§ **Task to carry out**
Duplicate every item below verbatim, omitting the pictures.

§ **Data shown**

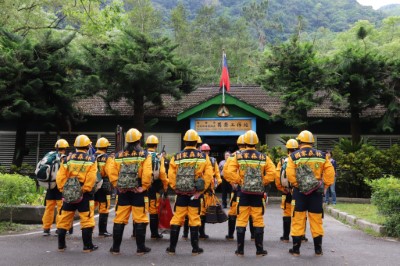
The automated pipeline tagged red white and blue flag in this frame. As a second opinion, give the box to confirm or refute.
[219,52,231,91]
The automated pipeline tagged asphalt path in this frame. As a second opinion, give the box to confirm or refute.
[0,203,400,266]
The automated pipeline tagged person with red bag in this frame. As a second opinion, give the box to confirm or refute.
[166,129,213,255]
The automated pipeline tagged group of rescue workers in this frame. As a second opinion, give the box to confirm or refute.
[43,128,334,256]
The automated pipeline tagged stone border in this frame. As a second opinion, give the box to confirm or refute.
[324,206,386,235]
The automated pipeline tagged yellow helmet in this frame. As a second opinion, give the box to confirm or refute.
[125,128,142,143]
[146,135,158,144]
[95,138,111,148]
[54,139,69,149]
[236,135,246,145]
[296,130,315,143]
[183,129,199,142]
[243,130,258,145]
[286,139,299,149]
[74,135,92,148]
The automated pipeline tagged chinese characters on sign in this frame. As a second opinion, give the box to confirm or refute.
[195,119,252,131]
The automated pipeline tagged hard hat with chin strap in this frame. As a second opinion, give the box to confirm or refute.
[244,130,258,145]
[54,139,69,149]
[183,129,199,142]
[296,130,315,143]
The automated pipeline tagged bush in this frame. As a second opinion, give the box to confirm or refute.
[367,176,400,237]
[0,174,44,222]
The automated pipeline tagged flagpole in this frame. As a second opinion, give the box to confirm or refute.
[222,49,225,104]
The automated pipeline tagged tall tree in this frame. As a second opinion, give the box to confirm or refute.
[257,38,324,129]
[0,31,83,166]
[89,30,194,131]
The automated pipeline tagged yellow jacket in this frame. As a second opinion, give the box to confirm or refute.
[224,148,276,185]
[147,148,169,190]
[168,146,213,193]
[110,150,153,190]
[286,145,335,188]
[94,150,118,183]
[56,150,97,193]
[275,157,287,193]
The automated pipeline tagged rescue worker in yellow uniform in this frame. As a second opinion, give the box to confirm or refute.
[286,130,335,256]
[56,135,98,252]
[182,136,203,240]
[42,139,73,236]
[199,143,222,240]
[225,130,276,256]
[166,129,213,255]
[146,135,168,239]
[110,128,152,255]
[94,138,118,237]
[275,139,299,243]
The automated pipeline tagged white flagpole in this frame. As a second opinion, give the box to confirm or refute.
[222,49,225,104]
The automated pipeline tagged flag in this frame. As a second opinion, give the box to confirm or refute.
[219,52,231,91]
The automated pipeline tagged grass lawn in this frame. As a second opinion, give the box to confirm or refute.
[334,203,385,225]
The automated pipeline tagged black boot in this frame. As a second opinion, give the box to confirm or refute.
[190,226,203,256]
[110,224,125,255]
[235,226,246,256]
[99,213,112,237]
[136,223,151,256]
[57,229,67,252]
[314,236,324,256]
[254,227,268,256]
[82,227,99,252]
[199,215,209,240]
[150,214,163,239]
[289,236,301,257]
[249,215,255,241]
[281,216,292,243]
[225,215,236,240]
[131,223,136,238]
[166,225,181,255]
[182,216,189,240]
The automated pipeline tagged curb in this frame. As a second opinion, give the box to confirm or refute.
[324,206,386,235]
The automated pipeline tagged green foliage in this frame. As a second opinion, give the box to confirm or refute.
[86,30,195,132]
[333,144,387,197]
[257,38,324,129]
[257,144,287,165]
[368,176,400,237]
[0,174,44,222]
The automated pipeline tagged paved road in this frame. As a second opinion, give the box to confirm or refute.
[0,203,400,266]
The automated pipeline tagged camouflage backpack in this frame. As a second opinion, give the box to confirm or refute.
[296,164,322,195]
[175,160,197,194]
[62,176,83,203]
[242,161,264,195]
[117,159,139,190]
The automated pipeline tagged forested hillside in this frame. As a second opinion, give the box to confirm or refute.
[152,0,385,41]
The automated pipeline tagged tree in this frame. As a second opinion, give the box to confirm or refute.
[88,30,194,132]
[0,31,83,166]
[257,38,324,129]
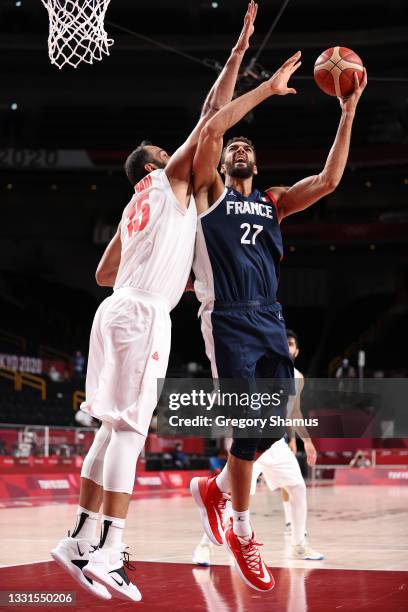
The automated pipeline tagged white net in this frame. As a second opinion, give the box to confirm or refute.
[42,0,113,68]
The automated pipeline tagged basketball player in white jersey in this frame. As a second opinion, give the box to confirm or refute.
[251,329,324,561]
[51,1,257,601]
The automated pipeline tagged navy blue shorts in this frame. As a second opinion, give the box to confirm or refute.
[211,301,295,393]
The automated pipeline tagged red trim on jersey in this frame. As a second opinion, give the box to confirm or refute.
[264,191,279,223]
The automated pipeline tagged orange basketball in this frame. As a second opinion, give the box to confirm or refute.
[314,47,364,97]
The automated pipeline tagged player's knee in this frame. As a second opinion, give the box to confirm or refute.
[230,438,259,461]
[285,479,306,501]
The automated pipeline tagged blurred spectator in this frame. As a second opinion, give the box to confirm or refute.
[171,442,190,470]
[48,365,62,382]
[73,351,85,378]
[75,410,94,427]
[350,450,371,467]
[336,359,356,378]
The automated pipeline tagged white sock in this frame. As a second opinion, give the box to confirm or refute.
[99,514,125,548]
[285,482,307,546]
[232,510,252,538]
[282,501,292,525]
[215,463,231,493]
[71,506,98,540]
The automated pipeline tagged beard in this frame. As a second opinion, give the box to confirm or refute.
[225,162,255,179]
[150,159,167,170]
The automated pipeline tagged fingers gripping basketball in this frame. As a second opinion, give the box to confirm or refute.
[314,47,364,98]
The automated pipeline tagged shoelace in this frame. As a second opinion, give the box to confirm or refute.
[122,550,136,572]
[217,493,231,528]
[238,537,263,572]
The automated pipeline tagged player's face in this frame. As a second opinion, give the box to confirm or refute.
[288,336,299,361]
[223,141,257,179]
[145,145,170,168]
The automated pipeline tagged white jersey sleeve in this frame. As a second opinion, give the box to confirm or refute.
[114,169,197,309]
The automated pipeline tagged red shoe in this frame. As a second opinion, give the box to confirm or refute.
[225,527,275,592]
[190,476,230,546]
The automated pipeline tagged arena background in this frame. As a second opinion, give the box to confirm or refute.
[0,0,408,609]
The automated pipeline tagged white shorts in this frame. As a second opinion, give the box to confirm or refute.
[81,287,171,435]
[251,438,303,495]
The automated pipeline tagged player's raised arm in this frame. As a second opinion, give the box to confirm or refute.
[95,223,121,287]
[267,69,367,220]
[193,51,301,212]
[166,0,258,204]
[201,0,258,118]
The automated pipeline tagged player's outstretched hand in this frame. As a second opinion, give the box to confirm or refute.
[266,51,302,96]
[339,68,367,113]
[234,0,258,55]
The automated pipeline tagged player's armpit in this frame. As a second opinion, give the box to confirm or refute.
[95,223,122,287]
[273,173,336,220]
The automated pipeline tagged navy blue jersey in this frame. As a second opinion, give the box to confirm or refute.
[194,187,283,308]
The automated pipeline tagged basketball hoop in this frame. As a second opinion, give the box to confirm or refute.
[41,0,113,68]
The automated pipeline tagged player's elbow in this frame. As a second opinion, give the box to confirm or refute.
[95,268,109,287]
[321,175,340,195]
[200,119,224,140]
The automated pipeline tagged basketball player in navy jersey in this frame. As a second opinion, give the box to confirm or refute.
[191,51,367,591]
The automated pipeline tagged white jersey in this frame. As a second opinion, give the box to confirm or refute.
[114,169,197,309]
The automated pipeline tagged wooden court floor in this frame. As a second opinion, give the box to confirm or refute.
[0,486,408,572]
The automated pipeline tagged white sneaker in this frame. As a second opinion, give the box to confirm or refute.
[193,542,211,567]
[51,537,112,599]
[84,544,142,601]
[291,540,324,561]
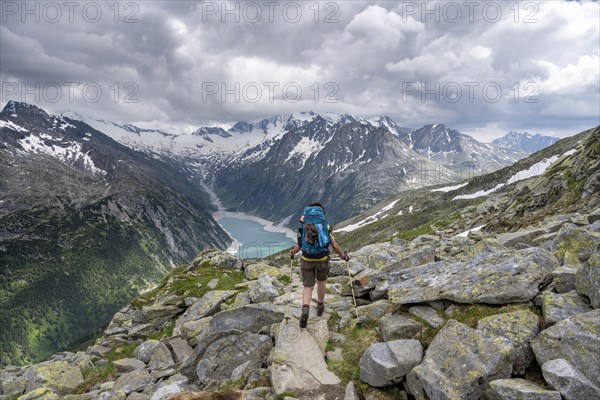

§ **Complete answer**
The automated pipeline tagged red white and blue flag in this frame. As a second opinion, give the box to confirm or refute.
[219,52,231,91]
The automated pipeline tagged asphalt path in this frame. As a second opinion, give the box to confirm or refute.
[0,203,400,266]
The automated pipeline tagged person with red bag in this frame. As a second opinion, give the box to confirm or refute.
[166,129,213,255]
The automated pipeline tagged group of rescue workers in this frame. As a second opinion, give the box to confirm or refute.
[43,128,334,256]
The automated pipeline tagged stone border in this frame. As a second opinion, give the box to confirm or refute.
[324,206,386,235]
The automated pipeline tagged yellow helmet in this frame. As a second opinion, give the box to confirm or refute.
[125,128,142,143]
[146,135,158,144]
[95,138,111,148]
[54,139,69,149]
[236,135,246,145]
[296,130,315,143]
[183,129,199,142]
[243,130,258,145]
[286,139,299,149]
[74,135,92,148]
The automated pipeline tagged chinese characters on sign in this frame. As a second opinion, give the box to confirm or refute.
[195,119,252,131]
The automated pipeline tagged hard hat with chin strap in this frame. As a second opinion, give the box to confirm or refute.
[244,130,258,145]
[54,139,69,149]
[183,129,199,142]
[296,130,315,143]
The automated pipeline tagged bush in this frame. As a second opinion, give the box to confirm or refute.
[367,176,400,237]
[0,174,44,222]
The automated pipeline tagged flagpole in this frame. As a second opinion, give the box to confirm or refute.
[222,49,225,104]
The automated pipeline tagged tall tree in this frame. As a second opinion, give the box to confirm or refute.
[257,38,324,129]
[0,31,83,166]
[89,30,194,131]
The automated pipeline tagged yellow jacket in this frame. As a second opinion, give the box to confirm or refute.
[224,148,276,185]
[147,148,169,190]
[168,146,213,193]
[110,150,153,190]
[286,145,335,188]
[94,150,118,183]
[56,150,97,193]
[275,157,287,193]
The automated pipeline tagged rescue worker in yellow uniform in this frame. As a second opinion, give the box to confirm or refute.
[286,130,335,256]
[56,135,98,252]
[182,136,203,240]
[42,139,73,236]
[199,143,222,240]
[225,130,276,256]
[166,129,213,255]
[146,135,168,239]
[110,128,152,255]
[94,138,118,237]
[275,139,299,243]
The automated pipeline tagged white flagpole in this frame. As a second opinion, give the box to confirm or refute.
[222,49,225,104]
The automated pipeline tagged flag in this frame. As a second opinion, give the box to confirm or refute.
[219,52,231,91]
The automated pipeline tagged grass lawn in this frame. As a second opinion, give the box to confirm or refute.
[334,203,385,225]
The automated pipeline tagged black boot in this frame. As a second opinion, give the box to confirm or refute.
[190,226,203,256]
[110,224,125,255]
[235,226,246,256]
[99,213,112,237]
[136,223,151,256]
[57,229,67,252]
[314,236,324,256]
[254,227,268,256]
[82,227,99,252]
[199,215,209,240]
[150,214,163,239]
[289,236,301,257]
[249,215,255,241]
[281,216,292,243]
[225,215,236,240]
[131,223,136,238]
[166,225,181,255]
[182,216,189,240]
The automated pipeline tagged curb in this frame. As a second opinion, give the box to confirm or refute.
[324,206,386,235]
The automated pipeline tagged green foliage in this frame. As a second opinion, give the box to confirm or refute.
[86,30,195,132]
[333,144,387,197]
[257,38,324,129]
[257,144,287,165]
[368,176,400,237]
[0,174,44,222]
The automated pipeline tagged paved road in this frame. As a second opinion, give the box to confirm or refute.
[0,203,400,266]
The automated pipeline tagged camouflage backpack in this frame. As a second opinion, give the box to confirm or refute.
[296,164,322,195]
[175,160,197,194]
[62,176,83,203]
[242,161,264,195]
[117,159,139,190]
The automated pipeline tagged forested hillside in this frame. As a second opinion, give the box to confirm or refute.
[152,0,385,41]
The automated pipeline tagged tree in this frame. As a second opinion, give the box to confirm or refute.
[88,30,194,132]
[0,31,83,166]
[257,38,324,129]
The automated pipeline tagged white net in this frame. As a second opinion, give the box to confirm or refute.
[42,0,113,68]
The automated pipeline tagged basketball player in white jersey in this frame. As a second opinion, give the box to confirm or refute.
[251,329,324,561]
[51,1,257,601]
The automated pipeline tagged navy blue shorts in this frame. As a second opinion, give the box to confirm or refute.
[211,301,295,393]
The automated pipeline tagged red trim on jersey in this frame. As a second opinion, give the box to confirm or refute.
[264,191,279,223]
The automated pipeline tagged orange basketball in this frame. As a second opinion, give the box to confirm or refute.
[314,47,364,97]
The automated pipeline tagged player's knee in this frame. As a second opinion, give the box to confirm or refute.
[230,438,259,461]
[285,479,306,501]
The automated pipeline tagged blurred spectator in this frame. As a second opinion, give the box to confirm or refute.
[171,442,190,470]
[48,365,62,382]
[73,351,85,378]
[75,410,94,427]
[350,450,371,467]
[336,359,356,378]
The automated pipeline tagged white sock in this frame. As a second opinion, give the box to confirm or refute.
[99,514,125,548]
[285,482,307,546]
[232,510,252,538]
[282,501,292,525]
[215,463,231,493]
[71,506,98,540]
The automated pipeline tagged beard in this frame. As a second opinion, give the box to confirm or refute.
[225,162,255,179]
[150,159,167,170]
The automated pipeline tagged fingers gripping basketball in this frame. As a second opinion, give the box to confirm or refute.
[314,47,364,98]
The automated pipeline tagged shoelace in this frame. As a second opinion, give the box to confirm or refute.
[122,550,136,572]
[217,493,231,528]
[238,537,263,572]
The automated pipeline tagged player's face in this frame. As a second opinion, give the box to confirm or refute.
[288,336,299,361]
[223,141,257,179]
[145,145,170,168]
The automated pipeline tagged white jersey sleeve in this frame. As a second opinion, give the box to confirm or refute.
[114,169,197,309]
The automated pipeline tagged red shoe in this frame. As a second opinion, give the box to confirm or refute.
[225,527,275,592]
[190,476,230,546]
The automated pipeline tagged arena background in this frame. As a second opinion, give the box to confirm or refute.
[0,0,408,609]
The automated pipeline tagged white shorts in this frame. As a second opinion, give the box to confirm or refute.
[81,287,171,435]
[251,438,303,495]
The automated pipeline tagged player's raised arm in this frame. As a second opinion, give the box to confirm or refute.
[95,223,121,287]
[267,69,367,220]
[193,51,301,212]
[166,0,258,204]
[201,0,258,118]
The automated pipeline tagged player's outstretched hand in this frame. As a second opinion, give the box to confirm or refute.
[266,51,302,96]
[339,68,367,113]
[234,0,258,55]
The automated pipeline tagged player's armpit in this frame. As a second opinion, give the box to confirm or refute.
[95,223,122,287]
[273,173,336,220]
The automated pipeline tagged navy blue jersey in this frame. As a second opinion, give the box to confirm or refute.
[194,187,283,308]
The automated pipeline tagged basketball hoop in this frame. As a second opinion, give the box to confirm or refute.
[41,0,113,68]
The automated pipeline tagged player's elbow in this frame. As a second opinion, give the box to confirm or refute.
[95,268,109,287]
[321,175,340,195]
[200,119,224,140]
The automated pipeline tagged basketball player in navy jersey in this frame. As a second opinion, give the box to confirm or refute.
[191,51,367,591]
The automated pipeline tagged white jersey in this frame. As a second opinion, give the box to confirm or refute.
[114,169,197,309]
The automated pipeline tagged wooden court floor in this frame. As a second opinion, give the box to confirm or refute.
[0,486,408,572]
The automated pipeline tagged white sneaker in this frame. As a second opinion, give the box to confirm or refute.
[193,542,211,567]
[51,537,112,599]
[84,544,142,601]
[291,540,324,561]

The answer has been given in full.